|
|
Subscribe / Log in / New account

Control groups, part 1: On the history of process grouping

July 1, 2014

This article was contributed by Neil Brown


Control groups

While it may not be the most controversial feature ever added to Linux, there is little difficulty in finding mailing lists or Internet forums containing heated arguments about the merits of control groups — or even downright denials that the feature has any merit at all. Being bereft of a personal agenda on the matter or any deep understanding of the issues, I find it very hard to choose a side in these debates, which seriously lessens the enjoyment I can receive from them. As synthesizing a deep understanding is, I find, much more noble than synthesizing a personal agenda, and as having a discerning audience is an excellent motivation for thorough research, these articles are intended to help me and, hopefully, other readers to develop the deep understanding necessary to truly enjoy an informed debate on Linux control groups, which are also known as "cgroups".

To gain this understanding we will need both a broad perspective and some detailed analysis. The first two articles in this series will try to provide some perspective by first exploring the history of Unix to see what questions it raises about process groups, and then looking at hierarchies, both within and without the Unix family, to give us some yardsticks to measure the hierarchical aspects of cgroups.

Subsequent articles will then delve into the nitty gritty details of cgroups and its various control subsystems and attempt to relate what we find to the questions and metrics the broader perspective gave us.

Sixth Edition Unix

Unix has some history with process groupings and, more significantly, some evolution. Observing this change can help us to see important details. While it would be nice to start at the very beginning, a more practical starting point is the Sixth Edition of Unix, known hereafter as "V6 Unix".

V6 Unix dates from the mid-1970s and was the first edition to get much exposure outside of Bell Labs. It supports two different groupings of processes, though to justify that we should first clarify what we mean by "a grouping of processes".

As in number theory, not every set is a group. The set of processes with a prime identifying number, for example, is certainly a set. However there is no mechanism in Unix (then or now) to distinguish these processes in any way from those with composite ID numbers. The remaining set of processes, with neither a prime nor a composite ID number, does have a distinctive behavior. As it contains only PID 1, though, it is hardly worth considering as a group.

A number-theoretic group includes an operation that operates on members of the group with particular rules for what an "operation" is. For process groups, we will accept a much more vague concept and a different role for an "operation", but still there must be some operation within Unix which can affect, or be affected by, a particular process group.

A less facetious set than the "prime PID" set would be the set of processes owned by a given user ID (or "UID"). We won't consider this to be a group in V6 Unix because while there are operations (e.g. kill) that will affect processes in one group differently from processes in another group, there is no way to interact with the group as a whole.

The first set that really forms a meaningful group is the set of children of some given process. The only operation in V6 Unix which recognizes this group is the wait() system call and it can only detect if the group is empty or not empty. If wait() returns with error ECHILD, then the group is empty. If it returns without an error, or doesn't return, then the set wasn't empty when the call was made (though it might be empty when the call completes).

Entries supplied:
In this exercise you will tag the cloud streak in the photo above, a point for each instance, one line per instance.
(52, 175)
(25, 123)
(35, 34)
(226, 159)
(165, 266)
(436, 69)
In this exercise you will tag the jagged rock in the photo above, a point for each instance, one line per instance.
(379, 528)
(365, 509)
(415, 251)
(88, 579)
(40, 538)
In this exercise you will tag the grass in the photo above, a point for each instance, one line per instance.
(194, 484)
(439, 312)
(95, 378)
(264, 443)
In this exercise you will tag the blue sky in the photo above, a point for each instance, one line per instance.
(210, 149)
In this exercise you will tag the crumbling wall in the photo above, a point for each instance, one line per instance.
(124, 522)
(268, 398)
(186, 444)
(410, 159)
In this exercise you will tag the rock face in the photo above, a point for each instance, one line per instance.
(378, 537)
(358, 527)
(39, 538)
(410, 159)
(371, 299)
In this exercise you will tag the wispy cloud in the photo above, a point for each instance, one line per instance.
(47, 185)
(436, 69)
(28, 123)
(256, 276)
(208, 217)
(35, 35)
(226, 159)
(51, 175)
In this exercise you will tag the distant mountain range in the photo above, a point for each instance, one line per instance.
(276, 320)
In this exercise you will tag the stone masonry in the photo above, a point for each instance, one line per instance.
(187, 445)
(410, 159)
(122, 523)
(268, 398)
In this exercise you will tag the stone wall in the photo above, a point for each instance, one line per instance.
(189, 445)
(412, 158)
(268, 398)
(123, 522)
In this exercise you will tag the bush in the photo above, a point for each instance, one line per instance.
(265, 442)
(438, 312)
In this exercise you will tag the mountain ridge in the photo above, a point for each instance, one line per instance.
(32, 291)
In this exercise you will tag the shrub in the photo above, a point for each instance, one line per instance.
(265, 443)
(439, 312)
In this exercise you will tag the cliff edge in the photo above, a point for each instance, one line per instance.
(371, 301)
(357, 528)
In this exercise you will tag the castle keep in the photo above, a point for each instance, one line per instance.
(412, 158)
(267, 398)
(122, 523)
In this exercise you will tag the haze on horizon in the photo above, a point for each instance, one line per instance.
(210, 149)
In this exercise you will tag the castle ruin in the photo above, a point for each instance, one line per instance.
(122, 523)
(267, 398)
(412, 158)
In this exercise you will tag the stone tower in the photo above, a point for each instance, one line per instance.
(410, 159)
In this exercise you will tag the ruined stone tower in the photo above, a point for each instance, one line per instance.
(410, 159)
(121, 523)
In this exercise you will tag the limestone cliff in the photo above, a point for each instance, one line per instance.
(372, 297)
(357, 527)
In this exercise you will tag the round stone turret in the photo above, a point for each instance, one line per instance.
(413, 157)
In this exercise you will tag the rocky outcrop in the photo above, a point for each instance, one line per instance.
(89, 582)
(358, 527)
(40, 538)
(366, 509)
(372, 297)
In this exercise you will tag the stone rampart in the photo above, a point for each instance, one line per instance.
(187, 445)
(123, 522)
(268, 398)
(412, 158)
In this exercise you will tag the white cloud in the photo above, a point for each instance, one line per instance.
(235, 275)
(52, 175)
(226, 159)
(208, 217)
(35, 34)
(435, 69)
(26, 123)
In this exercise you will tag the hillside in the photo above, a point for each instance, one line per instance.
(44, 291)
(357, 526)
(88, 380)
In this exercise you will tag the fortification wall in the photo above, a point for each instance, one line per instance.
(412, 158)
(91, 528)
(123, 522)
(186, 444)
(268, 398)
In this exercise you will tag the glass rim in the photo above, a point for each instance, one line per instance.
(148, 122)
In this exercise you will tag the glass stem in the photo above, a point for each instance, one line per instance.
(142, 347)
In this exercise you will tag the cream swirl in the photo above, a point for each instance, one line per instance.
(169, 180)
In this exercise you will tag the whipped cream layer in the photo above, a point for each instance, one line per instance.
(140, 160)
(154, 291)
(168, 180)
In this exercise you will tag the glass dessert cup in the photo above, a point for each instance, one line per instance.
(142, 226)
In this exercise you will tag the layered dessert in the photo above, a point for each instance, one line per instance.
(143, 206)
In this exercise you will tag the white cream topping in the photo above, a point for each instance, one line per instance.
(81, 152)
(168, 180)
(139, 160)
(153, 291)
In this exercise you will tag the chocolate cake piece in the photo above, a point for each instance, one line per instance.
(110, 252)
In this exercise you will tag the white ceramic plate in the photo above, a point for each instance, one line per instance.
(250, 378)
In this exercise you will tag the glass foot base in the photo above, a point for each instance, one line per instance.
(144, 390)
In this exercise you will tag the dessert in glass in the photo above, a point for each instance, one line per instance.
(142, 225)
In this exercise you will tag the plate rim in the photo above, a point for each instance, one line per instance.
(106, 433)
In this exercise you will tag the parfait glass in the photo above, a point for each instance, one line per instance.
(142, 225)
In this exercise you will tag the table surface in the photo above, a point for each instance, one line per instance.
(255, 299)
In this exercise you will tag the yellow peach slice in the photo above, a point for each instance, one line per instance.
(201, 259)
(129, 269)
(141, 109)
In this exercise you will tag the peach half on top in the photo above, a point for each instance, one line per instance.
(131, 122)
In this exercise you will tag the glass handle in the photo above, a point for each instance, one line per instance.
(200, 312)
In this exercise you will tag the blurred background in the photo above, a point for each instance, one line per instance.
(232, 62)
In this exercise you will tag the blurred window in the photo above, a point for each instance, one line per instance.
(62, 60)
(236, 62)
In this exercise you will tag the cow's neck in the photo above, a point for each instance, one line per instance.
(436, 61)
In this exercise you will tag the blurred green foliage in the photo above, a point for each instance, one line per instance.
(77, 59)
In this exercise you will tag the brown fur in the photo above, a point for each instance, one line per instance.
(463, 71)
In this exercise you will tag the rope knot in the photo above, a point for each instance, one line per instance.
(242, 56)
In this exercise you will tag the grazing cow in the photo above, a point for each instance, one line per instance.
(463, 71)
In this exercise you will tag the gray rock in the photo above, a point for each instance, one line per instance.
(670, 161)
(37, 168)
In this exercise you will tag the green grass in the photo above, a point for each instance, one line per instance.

Short task: Rewrite the passage of the control groups article starting at "A less facetious" and ending at "the call completes).", putting "Sixth Edition Unix" wherever "V6 Unix" appears.

Task solution:
A less facetious set than the "prime PID" set would be the set of processes owned by a given user ID (or "UID"). We won't consider this to be a group in Sixth Edition Unix because while there are operations (e.g. kill) that will affect processes in one group differently from processes in another group, there is no way to interact with the group as a whole.

The first set that really forms a meaningful group is the set of children of some given process. The only operation in Sixth Edition Unix which recognizes this group is the wait() system call and it can only detect if the group is empty or not empty. If wait() returns with error ECHILD, then the group is empty. If it returns without an error, or doesn't return, then the set wasn't empty when the call was made (though it might be empty when the call completes).